● Aim 1
Write out the dryer vent thread from "## tazmanian (Jul" up to and including "Metal vent?", substituting "drywall" for "ceiling".
● Aim 2
Pick up the dryer vent thread after its last sentence and carry it on.

● Selected excerpt
+-------+

# dryer vent



## tazmanian (Jul 22, 2010)

anyone been called to look at a dryer vent that leaked into the ceiling?
How does water get into the dryer vent and how to fix it.........?
I am perplexed but have some basic answers to myself and want to see if they are good?!?!?!?!?!?


----------



## rselectric1 (Sep 20, 2009)

Metal vent?

If so the warm moist air inside coupled with potentially cold air on the outside can cause this.

There are other things, but I've found this to be the most common and has always been solved by insulating the vent completely.


----------



## ohiohomedoctor (Dec 26, 2010)

Rselectric is 100% right on. It is one one the most overlooked items in track home building. In my area almost every newer house has small water stains in 6' increments because of poor rim joist insulation and 0 vent pipe insulation. Tape and insulate all pipes every time. It's more than worth it and is an easy up sell that separates you from the guys who don't even understand the concept.


----------



## Seven-Delta-FortyOne (Mar 5, 2011)

There is also the (slim) possibility that wind-blown rain is entering through the vent cap, especially if it is missing. I went into an attic the other day because a bath fan was not operating properly, and I poured 4 gallons of water out of the duct.

Then I raised the duct work up so it sloped to the exterior.


----------



## ohiohomedoctor (Dec 26, 2010)

A.T.C. said:


> There is also the (slim) possibility that wind-blown rain is entering through the vent cap, especially if it is missing. I went into an attic the other day because a bath fan was not operating properly, and I poured 4 gallons of water out of the duct.

+-------+

● Given material
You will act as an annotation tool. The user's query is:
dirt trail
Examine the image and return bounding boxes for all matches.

+-------+

● Output 1
## tazmanian (Jul 22, 2010)

anyone been called to look at a dryer vent that leaked into the drywall?
How does water get into the dryer vent and how to fix it.........?
I am perplexed but have some basic answers to myself and want to see if they are good?!?!?!?!?!?


----------



## rselectric1 (Sep 20, 2009)

Metal vent?

● Output 2
> 
> Then I raised the duct work up so it sloped to the exterior.


Was that flex pipe, or was it the most waterproof silver tape job ever? Was it the vinyl shutter type wall vent cover that is sold in the $17 all in one kit? I have always been wary of those..


----------



## Seven-Delta-FortyOne (Mar 5, 2011)

It was actually rigid pvc, with a piece of flex to connect it to the fan. But, yeah, it was that cheapo vinyl shutter thing on the outside. I like to install those hoods.


----------



## Tom M (Jan 3, 2007)

IMO I think something like what ATC said about exterior water getting in and the pipe being pitched backwards.

If there were condensation it would only be very brief and any dampness it created would not likely build up enough stain.


----------



## tazmanian (Jul 22, 2010)

thank you one and all i see i have to do what all of you have said to get this under control
i do not think it is a big deal but will take it on with gusto and make it work.........................
thank you again and thank you for all being here when i turn here in need


----------



## robert c1 (Mar 11, 2007)

How long is the run? 

If the vent has a long run and a low point in the middle you can guarantee it will fill up with water (or leak out). 

A dryer load of clothes can easily send a gallon of water through that vent. It's pretty simple from there: If it's able to cool down it will return to a liquid state and flow downhill!


----------



## Cmpletehomeserv (Jan 12, 2010)

How about a bird's nest? haha! Yep... actually did a repair for this!

The Owner noticed a wet spot forming on the great room ceiling... We took out a small section of drywall and discovered the dryer vent (cheap plastic of all things) had a hole in it, and there was a birds nest in there.

We replaced the vent with metal, and installed an inexpensive "vent cover" cage thingy on the exterior. 

Repaired drywall, and painted the ceiling. 

Turned out to be a fairly expensive "pest problem"! 

Bob


----------



## Tower (Nov 3, 2011)

I've actually seen a properly installed, insulated flexible duct leak as well, the screen was plugged at the vent. This in turn didn't allow any airflow to escape and it ended up coming back down in liquid form to the low point, luckily in that situation it came out on the garage sheathing and not finished drywall.


----------



## TNTRenovate (Aug 19, 2010)

Tom M said:


> IMO I think something like what ATC said about exterior water getting in and the pipe being pitched backwards.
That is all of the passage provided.